→ Yönerge
Aşağıdaki malzemenin bütün satırlarını hiçbir değişiklik yapmadan aynen tekrarlayınız.

→ İşlenecek Malzeme
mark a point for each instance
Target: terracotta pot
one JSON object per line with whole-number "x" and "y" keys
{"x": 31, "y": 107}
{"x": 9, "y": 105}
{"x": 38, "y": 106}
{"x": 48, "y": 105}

→ Sonuç
mark a point for each instance
Target: terracotta pot
one JSON object per line with whole-number "x" and "y" keys
{"x": 31, "y": 107}
{"x": 9, "y": 105}
{"x": 38, "y": 106}
{"x": 48, "y": 105}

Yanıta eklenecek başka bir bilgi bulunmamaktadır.